### PROBLEM DETAILS
Scan the material below for lines with the string "textured". State how many there are and nothing else.

------ DATA ------

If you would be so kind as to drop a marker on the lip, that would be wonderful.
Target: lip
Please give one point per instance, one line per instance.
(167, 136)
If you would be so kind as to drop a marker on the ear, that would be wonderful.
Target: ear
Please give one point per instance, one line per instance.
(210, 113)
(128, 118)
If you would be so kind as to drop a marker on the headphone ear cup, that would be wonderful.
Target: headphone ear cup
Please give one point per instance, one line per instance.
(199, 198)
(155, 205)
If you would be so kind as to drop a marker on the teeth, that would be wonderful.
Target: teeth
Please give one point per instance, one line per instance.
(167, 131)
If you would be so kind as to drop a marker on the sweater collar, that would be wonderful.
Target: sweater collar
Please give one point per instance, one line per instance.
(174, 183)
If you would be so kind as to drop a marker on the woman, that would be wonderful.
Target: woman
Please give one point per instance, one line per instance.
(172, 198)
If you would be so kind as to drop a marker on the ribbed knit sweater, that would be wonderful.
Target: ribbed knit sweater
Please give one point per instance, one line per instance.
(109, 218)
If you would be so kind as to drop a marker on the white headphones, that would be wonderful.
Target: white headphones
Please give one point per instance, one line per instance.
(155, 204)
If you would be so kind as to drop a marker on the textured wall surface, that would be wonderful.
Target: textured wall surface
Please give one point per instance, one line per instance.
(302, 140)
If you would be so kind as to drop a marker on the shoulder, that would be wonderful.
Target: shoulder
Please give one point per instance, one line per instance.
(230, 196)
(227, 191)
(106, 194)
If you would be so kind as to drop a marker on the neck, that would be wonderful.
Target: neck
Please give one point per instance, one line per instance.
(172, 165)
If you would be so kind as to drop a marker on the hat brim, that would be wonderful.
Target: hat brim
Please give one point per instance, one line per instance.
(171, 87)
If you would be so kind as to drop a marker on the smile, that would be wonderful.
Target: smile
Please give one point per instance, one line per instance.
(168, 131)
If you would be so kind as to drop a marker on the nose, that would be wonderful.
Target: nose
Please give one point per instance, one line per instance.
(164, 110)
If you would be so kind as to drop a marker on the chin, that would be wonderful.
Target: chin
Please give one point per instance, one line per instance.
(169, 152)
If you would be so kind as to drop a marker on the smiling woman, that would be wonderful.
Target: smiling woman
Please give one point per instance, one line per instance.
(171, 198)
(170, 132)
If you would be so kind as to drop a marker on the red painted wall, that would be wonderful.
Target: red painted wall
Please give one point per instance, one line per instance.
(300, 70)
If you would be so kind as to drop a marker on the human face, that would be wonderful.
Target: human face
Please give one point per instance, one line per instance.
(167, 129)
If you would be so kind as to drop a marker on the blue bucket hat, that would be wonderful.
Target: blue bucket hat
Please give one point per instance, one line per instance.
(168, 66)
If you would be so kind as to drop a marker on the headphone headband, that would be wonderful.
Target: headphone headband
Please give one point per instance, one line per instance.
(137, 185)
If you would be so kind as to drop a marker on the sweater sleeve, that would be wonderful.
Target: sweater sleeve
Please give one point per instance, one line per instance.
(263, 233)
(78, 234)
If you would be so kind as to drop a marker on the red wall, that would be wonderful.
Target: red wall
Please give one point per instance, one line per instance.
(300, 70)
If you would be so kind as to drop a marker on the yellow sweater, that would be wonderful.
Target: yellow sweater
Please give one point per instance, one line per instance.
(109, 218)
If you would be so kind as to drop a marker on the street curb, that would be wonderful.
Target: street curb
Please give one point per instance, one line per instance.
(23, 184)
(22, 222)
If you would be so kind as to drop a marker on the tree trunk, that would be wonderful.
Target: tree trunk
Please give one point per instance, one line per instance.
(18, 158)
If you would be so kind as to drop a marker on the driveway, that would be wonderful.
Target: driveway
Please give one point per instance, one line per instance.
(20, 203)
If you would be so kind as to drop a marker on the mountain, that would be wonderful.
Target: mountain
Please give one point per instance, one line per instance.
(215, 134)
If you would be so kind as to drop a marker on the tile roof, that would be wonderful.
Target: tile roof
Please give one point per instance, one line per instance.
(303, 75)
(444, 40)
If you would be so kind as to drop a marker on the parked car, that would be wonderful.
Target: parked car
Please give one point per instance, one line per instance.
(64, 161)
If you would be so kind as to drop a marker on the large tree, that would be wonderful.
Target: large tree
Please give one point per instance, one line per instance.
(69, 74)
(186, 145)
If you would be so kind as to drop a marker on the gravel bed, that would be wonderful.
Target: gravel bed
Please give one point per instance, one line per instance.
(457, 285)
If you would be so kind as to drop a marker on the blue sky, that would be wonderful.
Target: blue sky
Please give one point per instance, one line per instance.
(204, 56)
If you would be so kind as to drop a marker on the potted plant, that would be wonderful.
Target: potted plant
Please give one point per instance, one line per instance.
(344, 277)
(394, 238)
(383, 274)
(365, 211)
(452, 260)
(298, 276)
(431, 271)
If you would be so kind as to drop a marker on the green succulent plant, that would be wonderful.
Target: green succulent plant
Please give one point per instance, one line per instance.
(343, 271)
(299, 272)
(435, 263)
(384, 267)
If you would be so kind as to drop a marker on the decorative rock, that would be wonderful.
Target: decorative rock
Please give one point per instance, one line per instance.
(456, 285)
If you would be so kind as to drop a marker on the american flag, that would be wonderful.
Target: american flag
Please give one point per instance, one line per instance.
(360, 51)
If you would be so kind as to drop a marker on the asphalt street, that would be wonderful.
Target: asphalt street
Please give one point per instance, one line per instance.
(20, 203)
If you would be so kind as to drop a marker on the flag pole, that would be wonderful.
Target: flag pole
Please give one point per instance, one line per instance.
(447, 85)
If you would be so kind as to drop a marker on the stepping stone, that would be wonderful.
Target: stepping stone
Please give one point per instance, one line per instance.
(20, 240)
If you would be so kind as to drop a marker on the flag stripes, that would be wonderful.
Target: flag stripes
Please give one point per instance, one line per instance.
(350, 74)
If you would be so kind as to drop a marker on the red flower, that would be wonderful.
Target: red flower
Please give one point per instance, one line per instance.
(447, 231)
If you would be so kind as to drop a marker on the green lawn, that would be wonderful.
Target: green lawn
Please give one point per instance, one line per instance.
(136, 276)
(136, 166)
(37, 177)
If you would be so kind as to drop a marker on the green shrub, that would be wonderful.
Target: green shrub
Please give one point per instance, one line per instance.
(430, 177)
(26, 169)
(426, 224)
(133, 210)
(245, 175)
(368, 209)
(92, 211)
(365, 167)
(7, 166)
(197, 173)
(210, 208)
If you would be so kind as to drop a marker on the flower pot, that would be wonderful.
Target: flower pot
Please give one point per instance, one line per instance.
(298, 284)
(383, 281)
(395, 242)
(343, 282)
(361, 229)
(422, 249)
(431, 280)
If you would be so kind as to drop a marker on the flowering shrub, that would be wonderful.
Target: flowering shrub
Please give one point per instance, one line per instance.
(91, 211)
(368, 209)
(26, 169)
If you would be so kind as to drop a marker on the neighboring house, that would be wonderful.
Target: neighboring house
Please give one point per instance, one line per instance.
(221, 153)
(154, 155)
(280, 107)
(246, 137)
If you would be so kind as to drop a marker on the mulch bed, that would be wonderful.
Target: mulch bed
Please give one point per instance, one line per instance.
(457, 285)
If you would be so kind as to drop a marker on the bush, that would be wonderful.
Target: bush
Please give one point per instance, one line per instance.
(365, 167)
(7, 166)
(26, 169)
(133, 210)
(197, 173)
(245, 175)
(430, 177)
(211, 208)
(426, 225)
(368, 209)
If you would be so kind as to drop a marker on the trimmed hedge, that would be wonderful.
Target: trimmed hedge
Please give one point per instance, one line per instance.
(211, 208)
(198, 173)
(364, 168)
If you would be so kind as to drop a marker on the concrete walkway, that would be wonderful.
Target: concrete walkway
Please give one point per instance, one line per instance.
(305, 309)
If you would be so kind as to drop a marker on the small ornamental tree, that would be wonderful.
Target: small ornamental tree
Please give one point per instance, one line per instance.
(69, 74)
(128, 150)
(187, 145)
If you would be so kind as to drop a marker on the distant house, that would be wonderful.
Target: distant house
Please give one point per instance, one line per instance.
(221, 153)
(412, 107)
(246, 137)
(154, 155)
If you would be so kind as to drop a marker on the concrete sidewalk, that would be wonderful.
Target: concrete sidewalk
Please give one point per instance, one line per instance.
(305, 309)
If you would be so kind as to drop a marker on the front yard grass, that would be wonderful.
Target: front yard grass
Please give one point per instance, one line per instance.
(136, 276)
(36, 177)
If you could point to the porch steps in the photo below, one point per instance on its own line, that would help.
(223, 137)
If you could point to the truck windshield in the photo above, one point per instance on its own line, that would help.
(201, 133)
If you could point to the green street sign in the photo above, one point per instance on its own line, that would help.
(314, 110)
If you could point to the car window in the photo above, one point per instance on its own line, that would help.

------

### ANSWER TO THE PROBLEM
2